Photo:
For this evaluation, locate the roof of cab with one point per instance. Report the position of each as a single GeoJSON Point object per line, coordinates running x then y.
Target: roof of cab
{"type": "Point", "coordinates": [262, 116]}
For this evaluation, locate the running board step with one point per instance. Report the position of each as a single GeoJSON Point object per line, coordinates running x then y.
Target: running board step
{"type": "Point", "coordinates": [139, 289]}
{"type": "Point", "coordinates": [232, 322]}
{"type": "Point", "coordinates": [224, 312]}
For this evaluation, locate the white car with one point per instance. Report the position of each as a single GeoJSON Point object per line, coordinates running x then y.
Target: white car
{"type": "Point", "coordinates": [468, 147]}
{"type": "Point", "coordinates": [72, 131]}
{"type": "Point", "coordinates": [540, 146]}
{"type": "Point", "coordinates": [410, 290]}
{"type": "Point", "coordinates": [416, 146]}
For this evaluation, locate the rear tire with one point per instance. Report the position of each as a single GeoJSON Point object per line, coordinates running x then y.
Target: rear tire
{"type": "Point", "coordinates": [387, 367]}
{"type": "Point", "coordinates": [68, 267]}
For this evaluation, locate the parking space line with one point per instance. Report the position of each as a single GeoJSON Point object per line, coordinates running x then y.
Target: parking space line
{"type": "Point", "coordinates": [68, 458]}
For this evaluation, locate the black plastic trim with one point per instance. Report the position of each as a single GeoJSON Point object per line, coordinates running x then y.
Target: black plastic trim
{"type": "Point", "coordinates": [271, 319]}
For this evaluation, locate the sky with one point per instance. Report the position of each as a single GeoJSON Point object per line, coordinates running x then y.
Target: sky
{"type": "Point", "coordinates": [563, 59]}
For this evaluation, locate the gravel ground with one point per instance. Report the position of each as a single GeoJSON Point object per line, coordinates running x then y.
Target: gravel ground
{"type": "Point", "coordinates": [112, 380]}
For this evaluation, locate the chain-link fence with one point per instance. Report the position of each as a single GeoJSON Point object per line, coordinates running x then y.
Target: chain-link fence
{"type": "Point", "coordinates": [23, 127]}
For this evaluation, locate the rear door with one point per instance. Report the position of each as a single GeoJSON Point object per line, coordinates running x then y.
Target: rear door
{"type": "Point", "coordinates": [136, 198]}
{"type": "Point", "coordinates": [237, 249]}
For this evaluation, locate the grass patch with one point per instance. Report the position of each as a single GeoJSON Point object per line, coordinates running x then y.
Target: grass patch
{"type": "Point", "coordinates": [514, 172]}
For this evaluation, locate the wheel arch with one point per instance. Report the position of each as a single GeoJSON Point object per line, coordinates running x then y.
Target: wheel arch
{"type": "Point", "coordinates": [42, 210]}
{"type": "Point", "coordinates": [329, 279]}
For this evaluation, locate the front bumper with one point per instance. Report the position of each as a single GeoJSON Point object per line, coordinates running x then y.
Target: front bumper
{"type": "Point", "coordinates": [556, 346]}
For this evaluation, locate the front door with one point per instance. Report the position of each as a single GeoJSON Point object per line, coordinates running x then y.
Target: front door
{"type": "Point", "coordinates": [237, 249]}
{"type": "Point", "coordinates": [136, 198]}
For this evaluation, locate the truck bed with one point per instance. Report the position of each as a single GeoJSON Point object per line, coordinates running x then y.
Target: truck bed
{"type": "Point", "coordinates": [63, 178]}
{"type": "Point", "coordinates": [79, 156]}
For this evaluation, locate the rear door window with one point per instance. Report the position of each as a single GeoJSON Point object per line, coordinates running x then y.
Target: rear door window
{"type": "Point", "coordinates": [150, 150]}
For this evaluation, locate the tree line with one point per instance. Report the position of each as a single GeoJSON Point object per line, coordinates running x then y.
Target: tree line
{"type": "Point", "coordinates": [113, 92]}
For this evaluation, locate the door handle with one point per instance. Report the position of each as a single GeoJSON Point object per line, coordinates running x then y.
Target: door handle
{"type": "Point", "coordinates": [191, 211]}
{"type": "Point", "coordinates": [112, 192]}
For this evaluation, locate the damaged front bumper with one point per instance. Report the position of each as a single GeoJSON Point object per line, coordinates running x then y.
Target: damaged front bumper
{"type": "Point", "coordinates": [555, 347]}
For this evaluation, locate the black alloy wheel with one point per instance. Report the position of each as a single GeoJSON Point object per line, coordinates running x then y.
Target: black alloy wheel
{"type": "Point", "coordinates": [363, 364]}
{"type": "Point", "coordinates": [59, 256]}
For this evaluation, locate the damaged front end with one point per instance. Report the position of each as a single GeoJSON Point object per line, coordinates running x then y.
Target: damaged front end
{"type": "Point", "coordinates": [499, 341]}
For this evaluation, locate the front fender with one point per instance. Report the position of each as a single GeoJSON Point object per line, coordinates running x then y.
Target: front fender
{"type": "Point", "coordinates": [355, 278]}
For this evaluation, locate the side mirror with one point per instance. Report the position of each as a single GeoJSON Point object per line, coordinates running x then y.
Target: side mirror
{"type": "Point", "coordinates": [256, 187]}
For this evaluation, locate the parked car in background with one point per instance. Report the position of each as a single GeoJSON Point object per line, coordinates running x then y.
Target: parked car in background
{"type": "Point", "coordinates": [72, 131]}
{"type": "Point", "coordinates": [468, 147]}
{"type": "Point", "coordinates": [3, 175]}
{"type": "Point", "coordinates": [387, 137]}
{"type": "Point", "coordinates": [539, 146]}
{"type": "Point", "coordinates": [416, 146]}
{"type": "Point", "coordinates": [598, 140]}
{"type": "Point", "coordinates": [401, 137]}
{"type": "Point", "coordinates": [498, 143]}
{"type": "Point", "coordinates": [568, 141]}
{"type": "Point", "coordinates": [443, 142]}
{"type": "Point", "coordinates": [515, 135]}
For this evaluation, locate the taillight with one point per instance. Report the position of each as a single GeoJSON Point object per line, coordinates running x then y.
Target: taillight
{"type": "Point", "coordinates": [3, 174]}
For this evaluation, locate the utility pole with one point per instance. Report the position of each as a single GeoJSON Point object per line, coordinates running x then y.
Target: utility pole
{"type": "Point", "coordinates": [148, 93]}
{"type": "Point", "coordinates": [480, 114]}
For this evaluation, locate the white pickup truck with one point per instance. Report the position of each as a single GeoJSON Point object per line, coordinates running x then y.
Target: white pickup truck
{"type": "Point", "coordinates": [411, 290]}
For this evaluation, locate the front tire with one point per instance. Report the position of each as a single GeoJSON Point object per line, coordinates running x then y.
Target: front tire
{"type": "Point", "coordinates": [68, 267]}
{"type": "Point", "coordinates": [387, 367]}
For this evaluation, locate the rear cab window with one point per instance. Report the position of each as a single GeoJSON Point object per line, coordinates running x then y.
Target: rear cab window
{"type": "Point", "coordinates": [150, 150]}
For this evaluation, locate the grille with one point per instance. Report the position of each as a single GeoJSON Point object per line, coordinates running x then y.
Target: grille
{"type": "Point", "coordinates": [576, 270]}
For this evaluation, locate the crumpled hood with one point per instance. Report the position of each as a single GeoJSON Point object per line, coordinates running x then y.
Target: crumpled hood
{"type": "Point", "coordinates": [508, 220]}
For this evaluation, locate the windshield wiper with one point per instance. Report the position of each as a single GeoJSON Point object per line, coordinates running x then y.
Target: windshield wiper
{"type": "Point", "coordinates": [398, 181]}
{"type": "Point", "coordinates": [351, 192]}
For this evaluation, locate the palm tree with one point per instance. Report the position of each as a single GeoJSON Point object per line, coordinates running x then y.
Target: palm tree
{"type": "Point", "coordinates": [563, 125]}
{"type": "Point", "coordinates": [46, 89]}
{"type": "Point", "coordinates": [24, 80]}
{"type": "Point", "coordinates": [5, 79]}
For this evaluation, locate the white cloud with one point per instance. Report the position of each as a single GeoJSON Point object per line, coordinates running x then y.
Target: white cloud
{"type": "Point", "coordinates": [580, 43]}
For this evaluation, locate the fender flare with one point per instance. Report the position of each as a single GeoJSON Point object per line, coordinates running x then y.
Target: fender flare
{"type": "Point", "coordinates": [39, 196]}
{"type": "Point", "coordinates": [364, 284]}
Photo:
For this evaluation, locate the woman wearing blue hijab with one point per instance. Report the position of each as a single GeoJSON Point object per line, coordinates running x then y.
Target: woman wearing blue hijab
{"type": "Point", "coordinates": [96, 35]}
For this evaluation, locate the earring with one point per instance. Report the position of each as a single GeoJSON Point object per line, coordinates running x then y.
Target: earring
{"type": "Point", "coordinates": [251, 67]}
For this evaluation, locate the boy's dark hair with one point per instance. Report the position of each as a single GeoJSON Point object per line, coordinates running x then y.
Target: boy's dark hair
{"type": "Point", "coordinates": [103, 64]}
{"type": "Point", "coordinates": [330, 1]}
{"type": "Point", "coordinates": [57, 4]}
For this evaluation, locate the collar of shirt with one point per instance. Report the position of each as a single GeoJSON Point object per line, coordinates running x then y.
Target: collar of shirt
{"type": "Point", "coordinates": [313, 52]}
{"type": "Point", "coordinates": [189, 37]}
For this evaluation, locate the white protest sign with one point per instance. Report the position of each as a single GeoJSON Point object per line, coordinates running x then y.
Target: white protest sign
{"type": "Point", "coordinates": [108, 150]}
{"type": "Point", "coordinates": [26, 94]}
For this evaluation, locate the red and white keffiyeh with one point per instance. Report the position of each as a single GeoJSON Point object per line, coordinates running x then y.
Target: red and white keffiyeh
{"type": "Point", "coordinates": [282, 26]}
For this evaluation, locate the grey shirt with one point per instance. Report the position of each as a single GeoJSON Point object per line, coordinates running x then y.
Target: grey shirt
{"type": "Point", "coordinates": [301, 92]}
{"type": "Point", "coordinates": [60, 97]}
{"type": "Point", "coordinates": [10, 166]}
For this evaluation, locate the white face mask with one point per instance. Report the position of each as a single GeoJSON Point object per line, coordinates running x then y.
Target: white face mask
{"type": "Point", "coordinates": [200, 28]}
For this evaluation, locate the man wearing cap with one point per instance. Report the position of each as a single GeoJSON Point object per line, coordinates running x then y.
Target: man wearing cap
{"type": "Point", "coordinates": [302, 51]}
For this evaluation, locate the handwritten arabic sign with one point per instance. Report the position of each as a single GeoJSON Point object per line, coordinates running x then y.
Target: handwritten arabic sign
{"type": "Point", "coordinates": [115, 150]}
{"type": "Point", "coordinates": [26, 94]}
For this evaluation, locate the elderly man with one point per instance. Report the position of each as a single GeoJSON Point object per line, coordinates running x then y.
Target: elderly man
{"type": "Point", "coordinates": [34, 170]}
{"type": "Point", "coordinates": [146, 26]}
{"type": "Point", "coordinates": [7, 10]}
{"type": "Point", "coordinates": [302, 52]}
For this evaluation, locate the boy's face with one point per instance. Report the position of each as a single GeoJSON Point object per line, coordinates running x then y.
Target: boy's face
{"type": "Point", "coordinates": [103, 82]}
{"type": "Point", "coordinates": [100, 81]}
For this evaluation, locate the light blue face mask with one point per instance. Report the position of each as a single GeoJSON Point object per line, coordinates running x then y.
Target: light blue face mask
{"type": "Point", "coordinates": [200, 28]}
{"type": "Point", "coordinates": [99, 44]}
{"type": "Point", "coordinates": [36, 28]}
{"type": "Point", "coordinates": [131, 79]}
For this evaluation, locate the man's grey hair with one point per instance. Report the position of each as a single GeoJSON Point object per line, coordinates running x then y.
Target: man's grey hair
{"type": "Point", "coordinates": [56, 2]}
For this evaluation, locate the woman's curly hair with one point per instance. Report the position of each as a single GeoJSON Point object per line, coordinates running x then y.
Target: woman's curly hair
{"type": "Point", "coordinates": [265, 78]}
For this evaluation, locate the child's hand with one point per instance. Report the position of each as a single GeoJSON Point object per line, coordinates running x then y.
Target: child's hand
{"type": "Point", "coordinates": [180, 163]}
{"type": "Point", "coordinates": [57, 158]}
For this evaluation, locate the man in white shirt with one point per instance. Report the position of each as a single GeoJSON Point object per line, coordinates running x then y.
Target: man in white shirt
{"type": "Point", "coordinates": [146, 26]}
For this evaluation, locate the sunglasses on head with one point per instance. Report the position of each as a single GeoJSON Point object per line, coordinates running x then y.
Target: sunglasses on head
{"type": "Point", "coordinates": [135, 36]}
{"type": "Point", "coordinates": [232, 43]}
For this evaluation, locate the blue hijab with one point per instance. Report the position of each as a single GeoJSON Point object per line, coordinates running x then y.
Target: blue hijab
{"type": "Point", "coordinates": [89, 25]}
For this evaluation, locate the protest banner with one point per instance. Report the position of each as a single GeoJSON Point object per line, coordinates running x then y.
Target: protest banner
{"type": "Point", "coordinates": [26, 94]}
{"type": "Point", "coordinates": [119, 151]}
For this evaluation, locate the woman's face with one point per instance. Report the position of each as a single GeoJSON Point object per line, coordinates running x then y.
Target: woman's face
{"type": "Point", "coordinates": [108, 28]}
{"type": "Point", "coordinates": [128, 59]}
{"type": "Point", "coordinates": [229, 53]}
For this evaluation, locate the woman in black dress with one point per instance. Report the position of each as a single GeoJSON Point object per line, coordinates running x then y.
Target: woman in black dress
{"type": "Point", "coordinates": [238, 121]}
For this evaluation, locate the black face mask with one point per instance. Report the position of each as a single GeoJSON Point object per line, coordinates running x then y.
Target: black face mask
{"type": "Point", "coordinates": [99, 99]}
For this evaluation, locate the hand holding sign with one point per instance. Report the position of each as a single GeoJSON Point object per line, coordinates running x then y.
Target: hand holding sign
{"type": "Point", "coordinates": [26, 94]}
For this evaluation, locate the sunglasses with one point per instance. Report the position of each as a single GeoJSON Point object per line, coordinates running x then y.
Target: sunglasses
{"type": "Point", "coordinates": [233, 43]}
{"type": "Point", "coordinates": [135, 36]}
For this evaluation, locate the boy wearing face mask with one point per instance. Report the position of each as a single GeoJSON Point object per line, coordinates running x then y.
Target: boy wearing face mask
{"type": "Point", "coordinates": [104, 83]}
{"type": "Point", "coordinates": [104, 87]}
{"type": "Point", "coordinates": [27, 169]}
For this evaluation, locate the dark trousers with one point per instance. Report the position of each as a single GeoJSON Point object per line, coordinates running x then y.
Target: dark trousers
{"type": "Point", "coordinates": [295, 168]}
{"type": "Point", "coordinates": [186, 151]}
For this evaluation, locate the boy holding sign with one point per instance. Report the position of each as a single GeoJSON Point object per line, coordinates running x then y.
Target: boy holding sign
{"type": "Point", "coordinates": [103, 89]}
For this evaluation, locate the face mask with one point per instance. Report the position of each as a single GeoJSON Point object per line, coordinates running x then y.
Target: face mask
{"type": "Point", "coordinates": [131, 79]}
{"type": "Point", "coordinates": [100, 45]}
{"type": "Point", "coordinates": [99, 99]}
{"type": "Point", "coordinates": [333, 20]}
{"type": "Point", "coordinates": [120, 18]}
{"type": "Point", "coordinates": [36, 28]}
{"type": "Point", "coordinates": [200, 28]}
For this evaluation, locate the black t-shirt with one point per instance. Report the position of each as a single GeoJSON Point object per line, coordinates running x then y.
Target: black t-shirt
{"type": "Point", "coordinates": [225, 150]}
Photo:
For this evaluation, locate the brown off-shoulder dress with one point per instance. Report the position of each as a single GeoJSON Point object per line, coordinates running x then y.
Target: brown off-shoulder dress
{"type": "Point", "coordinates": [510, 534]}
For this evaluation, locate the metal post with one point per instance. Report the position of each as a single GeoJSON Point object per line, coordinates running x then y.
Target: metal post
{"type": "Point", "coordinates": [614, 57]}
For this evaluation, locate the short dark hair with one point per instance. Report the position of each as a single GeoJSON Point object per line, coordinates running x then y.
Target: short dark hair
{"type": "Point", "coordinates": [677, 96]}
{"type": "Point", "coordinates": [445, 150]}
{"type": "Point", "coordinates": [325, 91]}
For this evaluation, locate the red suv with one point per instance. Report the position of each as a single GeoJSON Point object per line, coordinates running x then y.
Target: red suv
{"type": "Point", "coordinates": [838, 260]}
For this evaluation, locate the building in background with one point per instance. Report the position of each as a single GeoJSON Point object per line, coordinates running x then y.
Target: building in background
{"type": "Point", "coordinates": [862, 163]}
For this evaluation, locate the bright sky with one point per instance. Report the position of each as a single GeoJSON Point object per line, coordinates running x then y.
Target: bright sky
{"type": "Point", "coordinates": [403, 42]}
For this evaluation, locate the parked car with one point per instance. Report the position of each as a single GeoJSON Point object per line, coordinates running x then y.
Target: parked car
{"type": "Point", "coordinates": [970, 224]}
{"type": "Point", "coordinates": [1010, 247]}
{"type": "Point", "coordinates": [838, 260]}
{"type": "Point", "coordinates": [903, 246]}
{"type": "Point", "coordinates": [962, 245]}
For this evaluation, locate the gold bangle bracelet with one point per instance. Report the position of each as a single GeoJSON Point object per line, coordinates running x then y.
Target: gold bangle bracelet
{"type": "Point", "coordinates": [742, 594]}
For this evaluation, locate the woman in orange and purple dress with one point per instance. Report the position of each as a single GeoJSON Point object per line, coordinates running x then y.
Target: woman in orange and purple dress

┄┄┄┄┄┄┄┄┄┄┄┄┄┄┄┄┄┄┄┄

→ What is being asked
Give back exactly the lines from the line containing "For this evaluation, locate the red suv" to the end of the entries, and no other lines.

→ Exercise result
For this evaluation, locate the red suv with one point per instance. Report the position of each as a single GeoJSON Point object per line, coordinates running x then y.
Target: red suv
{"type": "Point", "coordinates": [838, 260]}
For this evaluation, locate the building in background with one point per instance. Report the position of each as a single GeoJSON Point object per line, coordinates running x then y.
Target: building in background
{"type": "Point", "coordinates": [862, 163]}
For this evaluation, locate the bright sky with one point per instance. Report the position of each as a single GeoJSON Point object per line, coordinates running x then y.
Target: bright sky
{"type": "Point", "coordinates": [403, 42]}
For this evaluation, locate the parked car with one point per instance. Report the position of each as a single GeoJSON Point object per line, coordinates running x then y.
Target: parked car
{"type": "Point", "coordinates": [970, 224]}
{"type": "Point", "coordinates": [1010, 247]}
{"type": "Point", "coordinates": [838, 260]}
{"type": "Point", "coordinates": [903, 246]}
{"type": "Point", "coordinates": [962, 245]}
For this evaluation, locate the gold bangle bracelet with one point per instance. Report the position of each as a single GeoJSON Point object per line, coordinates running x then y.
Target: gold bangle bracelet
{"type": "Point", "coordinates": [742, 594]}
For this evaluation, locate the woman in orange and purple dress with one point per instance. Report the position of each as a single GeoJSON Point object per line, coordinates running x then y.
Target: woman in orange and purple dress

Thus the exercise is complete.